- [Yazılı görev 1]: Kayıtlarda "Task: set a dot on every instance of the fluffy" ifadesini içeren satırdan başlayıp kayıtların son satırına kadar uzanan bölümü, iki ucu da dahil olmak üzere, hiçbir değişiklik yapmadan çıkarın.

Millî Görüş Lideri Necmettin Erbakan milletin saadetinin 22 Temmuz’da Saadet’in zaferiyle mümkün olacağını söyledi. Bütün dünyanın ırkçı emperyalizmin tehdidi altında olduğunu belirten Erbakan, siyonizmin emellerine ulaşmak için Türkiye’de bağımsız bir devlet istemediğini vurguladı.

Kanal B Televizyonu’nda Mithat Sirmen ve Nahit Duru tarafından hazırlanılıp sunulan Başkent Oturumları programına katılan Erbakan, dünya tarihine ve yaşadığımız sürece ilişkin çarpıcı değerlendirmelerde bulundu. Erbakan, programa katılan Millîyet Gazetesi Ankara Temsilcisi Fikret Bila ve Gazeteci-Akademisyen Doç. Dr. Hasan Ünal’ın sorularını cevapladı.

- [Yazılı görev 2]:
Erbakan haberine göre aşağıdaki soruları yanıtlayın.
(a) Erbakan, milletin saadetinin hangi tarihte ve neyle mümkün olacağını söyledi?
(b) Erbakan hangi televizyon kanalında, hangi programa katıldı?
(c) Programda Erbakan kimlerin sorularını cevapladı?

- [Kaynak malzeme]:
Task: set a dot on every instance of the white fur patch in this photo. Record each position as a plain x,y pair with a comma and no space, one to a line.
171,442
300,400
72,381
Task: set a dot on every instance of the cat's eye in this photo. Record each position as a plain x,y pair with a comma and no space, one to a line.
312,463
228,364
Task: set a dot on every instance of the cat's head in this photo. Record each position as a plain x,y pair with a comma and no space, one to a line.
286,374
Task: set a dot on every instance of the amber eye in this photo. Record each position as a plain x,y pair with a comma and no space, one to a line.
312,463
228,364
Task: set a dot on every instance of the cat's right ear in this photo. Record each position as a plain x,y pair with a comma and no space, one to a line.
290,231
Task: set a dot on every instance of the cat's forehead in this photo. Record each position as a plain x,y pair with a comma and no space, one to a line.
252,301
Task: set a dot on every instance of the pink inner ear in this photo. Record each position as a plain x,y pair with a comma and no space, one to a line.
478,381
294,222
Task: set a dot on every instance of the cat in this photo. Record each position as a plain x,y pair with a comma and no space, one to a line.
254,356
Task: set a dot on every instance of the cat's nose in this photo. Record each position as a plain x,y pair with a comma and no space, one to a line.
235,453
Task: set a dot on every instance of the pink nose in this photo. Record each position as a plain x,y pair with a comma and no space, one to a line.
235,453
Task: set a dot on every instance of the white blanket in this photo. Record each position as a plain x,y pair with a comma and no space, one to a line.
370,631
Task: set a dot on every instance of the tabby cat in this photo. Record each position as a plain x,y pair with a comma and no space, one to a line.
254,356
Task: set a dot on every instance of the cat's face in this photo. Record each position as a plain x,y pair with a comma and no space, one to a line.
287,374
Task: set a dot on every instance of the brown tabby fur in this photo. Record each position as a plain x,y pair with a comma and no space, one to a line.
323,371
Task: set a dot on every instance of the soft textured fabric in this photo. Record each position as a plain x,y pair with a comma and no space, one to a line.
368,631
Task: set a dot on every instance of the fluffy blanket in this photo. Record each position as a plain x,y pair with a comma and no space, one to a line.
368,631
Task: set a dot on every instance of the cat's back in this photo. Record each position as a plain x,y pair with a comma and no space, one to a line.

- [Alıştırma çıktısı 1]:
Task: set a dot on every instance of the fluffy blanket in this photo. Record each position as a plain x,y pair with a comma and no space, one to a line.
368,631
Task: set a dot on every instance of the cat's back in this photo. Record each position as a plain x,y pair with a comma and no space, one to a line.

- [Alıştırma çıktısı 2]:
(a) 22 Temmuz'da, Saadet'in zaferiyle.
(b) Kanal B Televizyonu'nda, Başkent Oturumları programına.
(c) Millîyet Gazetesi Ankara Temsilcisi Fikret Bila ile Gazeteci-Akademisyen Doç. Dr. Hasan Ünal'ın.